» WHAT YOU WILL DO
Rewrite the entries below as one numbered list, one line per number, leaving out the blank lines.

» INFORMATION SHOWN
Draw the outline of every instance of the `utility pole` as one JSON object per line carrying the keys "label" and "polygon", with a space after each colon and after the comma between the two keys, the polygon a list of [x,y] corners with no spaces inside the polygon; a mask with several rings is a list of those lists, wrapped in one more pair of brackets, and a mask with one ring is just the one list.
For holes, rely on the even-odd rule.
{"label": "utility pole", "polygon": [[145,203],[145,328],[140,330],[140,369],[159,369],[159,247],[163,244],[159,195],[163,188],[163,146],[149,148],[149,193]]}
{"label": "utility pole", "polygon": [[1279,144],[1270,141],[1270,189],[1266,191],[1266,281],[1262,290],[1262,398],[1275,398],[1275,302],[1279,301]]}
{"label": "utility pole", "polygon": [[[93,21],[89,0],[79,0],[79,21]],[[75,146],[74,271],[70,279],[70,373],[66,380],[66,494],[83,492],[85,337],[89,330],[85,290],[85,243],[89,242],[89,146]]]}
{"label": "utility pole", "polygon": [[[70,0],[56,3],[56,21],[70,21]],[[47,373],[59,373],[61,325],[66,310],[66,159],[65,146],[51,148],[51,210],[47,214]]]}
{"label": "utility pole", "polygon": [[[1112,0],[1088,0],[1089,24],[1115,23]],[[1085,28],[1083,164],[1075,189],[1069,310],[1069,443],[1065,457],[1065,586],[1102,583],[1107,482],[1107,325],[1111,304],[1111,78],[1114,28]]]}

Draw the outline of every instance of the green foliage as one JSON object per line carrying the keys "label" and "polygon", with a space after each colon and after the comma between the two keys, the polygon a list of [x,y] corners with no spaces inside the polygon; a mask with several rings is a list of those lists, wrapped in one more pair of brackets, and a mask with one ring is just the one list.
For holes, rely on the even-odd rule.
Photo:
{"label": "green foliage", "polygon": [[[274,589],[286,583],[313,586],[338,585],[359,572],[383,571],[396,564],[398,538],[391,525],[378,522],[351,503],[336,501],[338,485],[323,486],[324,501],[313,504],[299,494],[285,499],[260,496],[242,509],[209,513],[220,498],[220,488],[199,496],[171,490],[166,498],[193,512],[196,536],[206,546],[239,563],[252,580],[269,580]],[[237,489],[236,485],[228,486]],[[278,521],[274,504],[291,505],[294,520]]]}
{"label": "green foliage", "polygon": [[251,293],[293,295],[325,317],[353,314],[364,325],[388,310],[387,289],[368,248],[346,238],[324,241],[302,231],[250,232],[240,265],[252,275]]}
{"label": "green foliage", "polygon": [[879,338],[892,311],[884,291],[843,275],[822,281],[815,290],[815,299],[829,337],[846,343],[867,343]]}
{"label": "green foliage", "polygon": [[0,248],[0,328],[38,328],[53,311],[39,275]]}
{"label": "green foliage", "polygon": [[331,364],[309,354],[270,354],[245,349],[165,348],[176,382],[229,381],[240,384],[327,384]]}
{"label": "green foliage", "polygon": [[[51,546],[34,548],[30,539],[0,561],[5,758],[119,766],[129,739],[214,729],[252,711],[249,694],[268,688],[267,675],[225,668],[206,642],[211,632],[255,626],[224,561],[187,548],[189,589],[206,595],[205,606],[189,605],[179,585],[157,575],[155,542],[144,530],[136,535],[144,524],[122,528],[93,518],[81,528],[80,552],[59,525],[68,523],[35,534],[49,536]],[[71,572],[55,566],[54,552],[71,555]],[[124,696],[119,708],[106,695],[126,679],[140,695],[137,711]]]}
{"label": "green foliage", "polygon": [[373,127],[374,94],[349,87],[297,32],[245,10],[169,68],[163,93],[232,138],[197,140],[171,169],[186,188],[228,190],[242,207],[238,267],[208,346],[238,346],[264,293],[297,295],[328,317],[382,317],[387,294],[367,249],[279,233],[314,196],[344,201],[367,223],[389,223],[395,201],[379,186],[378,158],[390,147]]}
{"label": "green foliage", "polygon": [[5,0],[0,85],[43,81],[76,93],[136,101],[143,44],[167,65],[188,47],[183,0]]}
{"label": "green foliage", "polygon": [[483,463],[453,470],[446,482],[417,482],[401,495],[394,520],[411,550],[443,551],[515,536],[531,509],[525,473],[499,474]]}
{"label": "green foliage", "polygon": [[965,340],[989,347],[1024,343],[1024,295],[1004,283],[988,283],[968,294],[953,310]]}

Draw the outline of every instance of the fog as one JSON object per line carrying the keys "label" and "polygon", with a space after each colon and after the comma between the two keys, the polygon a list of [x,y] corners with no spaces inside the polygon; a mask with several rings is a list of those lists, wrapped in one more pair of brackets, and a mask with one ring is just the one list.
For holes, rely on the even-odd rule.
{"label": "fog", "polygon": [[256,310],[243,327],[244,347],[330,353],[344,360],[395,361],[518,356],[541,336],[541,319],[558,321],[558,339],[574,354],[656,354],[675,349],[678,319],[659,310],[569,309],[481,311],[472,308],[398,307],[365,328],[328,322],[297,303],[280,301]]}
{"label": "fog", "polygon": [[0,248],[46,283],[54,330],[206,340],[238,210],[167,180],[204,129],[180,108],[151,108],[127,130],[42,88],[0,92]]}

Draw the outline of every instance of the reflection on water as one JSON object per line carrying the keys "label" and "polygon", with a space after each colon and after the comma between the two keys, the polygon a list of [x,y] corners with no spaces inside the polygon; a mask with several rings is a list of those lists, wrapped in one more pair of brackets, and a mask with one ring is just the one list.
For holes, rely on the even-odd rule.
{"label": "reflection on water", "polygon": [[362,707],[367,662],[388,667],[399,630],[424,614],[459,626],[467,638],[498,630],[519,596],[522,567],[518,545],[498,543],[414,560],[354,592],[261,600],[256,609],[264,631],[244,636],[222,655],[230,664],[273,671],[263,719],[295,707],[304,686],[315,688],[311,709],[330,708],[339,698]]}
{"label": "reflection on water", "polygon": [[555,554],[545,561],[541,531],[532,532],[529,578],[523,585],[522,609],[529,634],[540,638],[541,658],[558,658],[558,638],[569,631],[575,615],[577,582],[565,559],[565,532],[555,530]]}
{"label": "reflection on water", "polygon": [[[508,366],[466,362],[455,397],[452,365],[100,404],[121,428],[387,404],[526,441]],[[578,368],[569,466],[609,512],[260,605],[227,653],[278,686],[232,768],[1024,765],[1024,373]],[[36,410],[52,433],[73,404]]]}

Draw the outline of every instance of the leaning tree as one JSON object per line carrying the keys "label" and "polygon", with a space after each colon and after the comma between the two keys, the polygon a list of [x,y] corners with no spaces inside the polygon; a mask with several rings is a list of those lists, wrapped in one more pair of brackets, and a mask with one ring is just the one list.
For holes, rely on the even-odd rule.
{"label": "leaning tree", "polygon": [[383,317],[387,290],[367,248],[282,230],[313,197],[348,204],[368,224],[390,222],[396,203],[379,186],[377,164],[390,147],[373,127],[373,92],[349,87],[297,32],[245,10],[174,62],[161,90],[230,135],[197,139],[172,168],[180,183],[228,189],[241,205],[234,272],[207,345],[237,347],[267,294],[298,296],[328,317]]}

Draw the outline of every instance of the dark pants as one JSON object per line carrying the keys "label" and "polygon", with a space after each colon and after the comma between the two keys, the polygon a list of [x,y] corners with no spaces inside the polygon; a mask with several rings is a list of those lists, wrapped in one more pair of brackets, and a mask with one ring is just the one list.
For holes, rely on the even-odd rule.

» COMPLETE ANSWER
1. Draw the outline of every instance of the `utility pole` as one JSON object per line carrying the keys "label" and "polygon", with a space after each colon and after the comma between the two keys, the polygon a list of [x,y] corners with no spaces inside the polygon; a mask with several rings is a list of those lists, wrapped in one more pair of brackets, and a mask with one ring is just the one list.
2. For holes, rely on the even-odd rule.
3. {"label": "utility pole", "polygon": [[145,203],[145,328],[140,330],[140,369],[159,369],[159,247],[163,244],[159,195],[163,188],[163,146],[149,148],[149,193]]}
4. {"label": "utility pole", "polygon": [[1279,144],[1270,141],[1270,189],[1266,191],[1266,281],[1262,290],[1262,398],[1275,398],[1275,302],[1279,301]]}
5. {"label": "utility pole", "polygon": [[[93,21],[89,0],[79,0],[79,21]],[[75,146],[74,271],[70,279],[70,373],[66,380],[66,494],[83,492],[85,337],[89,330],[85,290],[85,243],[89,242],[89,146]]]}
6. {"label": "utility pole", "polygon": [[[70,0],[56,3],[56,21],[70,21]],[[47,373],[59,373],[61,325],[66,310],[66,159],[65,146],[51,148],[51,210],[47,214]]]}
7. {"label": "utility pole", "polygon": [[[1112,0],[1088,0],[1089,24],[1115,23]],[[1085,28],[1083,164],[1075,189],[1069,310],[1069,443],[1065,457],[1065,586],[1102,583],[1107,482],[1107,325],[1111,304],[1111,78],[1114,28]]]}
8. Draw the outline of every instance of the green foliage as one JSON object per line carrying the keys "label" and "polygon", with a space after each colon and after the comma between the two keys, the polygon a list of [x,y] corners with no spaces inside the polygon; a mask with several rings is a list of those lists, wrapped in one more pair of brackets, and a mask with one ring is just the one list.
9. For holes, rely on the even-odd rule.
10. Photo:
11. {"label": "green foliage", "polygon": [[[274,589],[286,583],[313,586],[338,585],[359,572],[383,571],[396,564],[398,538],[391,525],[378,522],[351,503],[336,501],[338,485],[323,486],[324,501],[313,504],[299,494],[285,499],[260,496],[242,509],[209,513],[220,498],[220,488],[199,496],[171,490],[166,498],[193,512],[196,536],[206,546],[239,563],[252,580],[269,580]],[[237,489],[236,485],[228,486]],[[278,521],[274,504],[291,505],[294,520]]]}
12. {"label": "green foliage", "polygon": [[251,293],[293,295],[325,317],[353,314],[364,325],[388,310],[387,289],[368,248],[346,238],[324,241],[302,231],[250,232],[240,265],[252,275]]}
13. {"label": "green foliage", "polygon": [[879,338],[892,311],[884,291],[843,275],[822,281],[815,290],[815,299],[829,337],[846,343],[867,343]]}
14. {"label": "green foliage", "polygon": [[0,248],[0,328],[38,328],[53,311],[39,275]]}
15. {"label": "green foliage", "polygon": [[331,364],[309,354],[270,354],[245,349],[165,348],[176,382],[229,381],[240,384],[327,384]]}
16. {"label": "green foliage", "polygon": [[[51,546],[34,548],[30,539],[0,561],[5,758],[119,766],[129,739],[214,729],[252,711],[249,694],[268,688],[267,675],[225,668],[206,642],[211,632],[255,626],[224,561],[187,548],[189,589],[206,595],[205,606],[189,605],[179,585],[157,575],[155,542],[144,530],[136,535],[144,524],[122,528],[93,518],[81,528],[80,552],[59,525],[68,523],[35,534],[49,536]],[[71,572],[55,566],[54,552],[71,555]],[[124,696],[119,708],[106,695],[126,679],[140,695],[137,711]]]}
17. {"label": "green foliage", "polygon": [[373,127],[374,94],[349,87],[297,32],[245,10],[169,68],[163,93],[232,138],[197,140],[171,169],[186,188],[228,190],[242,207],[238,267],[208,346],[238,346],[264,293],[297,295],[328,317],[382,317],[387,294],[367,249],[279,233],[314,196],[344,201],[367,223],[389,223],[395,201],[379,186],[378,158],[390,147]]}
18. {"label": "green foliage", "polygon": [[5,0],[0,85],[43,81],[76,93],[136,101],[143,44],[167,65],[188,47],[183,0]]}
19. {"label": "green foliage", "polygon": [[483,463],[453,470],[446,482],[417,482],[401,495],[394,520],[411,550],[443,551],[515,536],[531,509],[525,473],[499,474]]}
20. {"label": "green foliage", "polygon": [[965,340],[989,347],[1024,343],[1024,295],[1004,283],[988,283],[968,294],[953,310]]}
21. Draw the outline of every instance of the fog as one JSON object per line carrying the keys "label" and "polygon", with a space after each colon and after the comma between the two keys, the polygon a list of [x,y] corners with no spaces inside the polygon; a mask with several rings is a list of those lists, wrapped in one more pair of brackets, and a mask with one ring is just the one list.
22. For holes, rely on the even-odd rule.
23. {"label": "fog", "polygon": [[256,310],[243,327],[244,347],[330,353],[344,360],[395,361],[518,356],[541,336],[541,319],[558,321],[558,339],[574,354],[656,354],[675,349],[678,319],[659,310],[569,309],[481,311],[472,308],[398,307],[365,328],[328,322],[297,303],[280,301]]}
24. {"label": "fog", "polygon": [[0,248],[46,283],[54,330],[206,340],[238,210],[167,180],[204,129],[180,108],[151,108],[127,130],[42,88],[0,92]]}
25. Draw the outline of every instance of the reflection on water as one JSON object per line carrying the keys "label" and "polygon", with a space after each colon and after the comma between the two keys, the polygon a list of [x,y] corners with no spaces inside the polygon; a mask with several rings is a list of those lists, wrapped in one more pair of brackets, and a mask with one ring is just the one list.
26. For holes, rely on the even-odd rule.
27. {"label": "reflection on water", "polygon": [[362,707],[367,662],[388,667],[399,630],[424,614],[459,626],[467,638],[498,630],[519,596],[522,567],[518,545],[498,543],[414,560],[354,592],[261,600],[256,609],[264,631],[244,636],[222,655],[230,664],[273,671],[263,719],[295,707],[304,686],[315,688],[311,709],[330,708],[339,698]]}
28. {"label": "reflection on water", "polygon": [[555,554],[545,561],[541,531],[532,532],[529,578],[523,585],[522,609],[529,634],[540,638],[541,658],[558,658],[558,638],[569,631],[575,615],[577,582],[565,559],[565,532],[555,530]]}
29. {"label": "reflection on water", "polygon": [[[508,366],[466,362],[455,397],[452,365],[100,404],[121,428],[387,404],[526,441]],[[578,368],[569,466],[609,512],[260,605],[227,653],[278,686],[232,768],[1024,765],[1024,373]],[[36,410],[52,433],[73,404]]]}
30. Draw the outline of every instance of the leaning tree as one JSON object per line carrying the keys "label" and "polygon", with a space after each colon and after the comma between the two keys, the polygon a list of [x,y] corners with no spaces inside the polygon; a mask with several rings is a list of those lists, wrapped in one more pair of brackets, and a mask with one ring is just the one list.
31. For holes, rely on the even-odd rule.
32. {"label": "leaning tree", "polygon": [[383,317],[387,290],[367,248],[282,230],[313,197],[348,204],[368,224],[390,222],[396,203],[379,186],[377,164],[390,147],[373,127],[373,92],[349,87],[297,32],[245,10],[174,62],[161,90],[230,135],[197,139],[172,168],[180,183],[228,189],[241,205],[234,272],[207,345],[237,347],[267,294],[298,296],[328,317]]}
33. Draw the outline of every instance of the dark pants as one JSON object per line carrying the keys "label" and "polygon", with a space after each colon and after the comma between the two keys, the polygon a list of [x,y] corners with no spaces inside the polygon; a mask with several rings is a list of those lists, wrapped in one more pair of brackets, and a mask with one ring is just the one list.
34. For holes, rely on the even-odd rule.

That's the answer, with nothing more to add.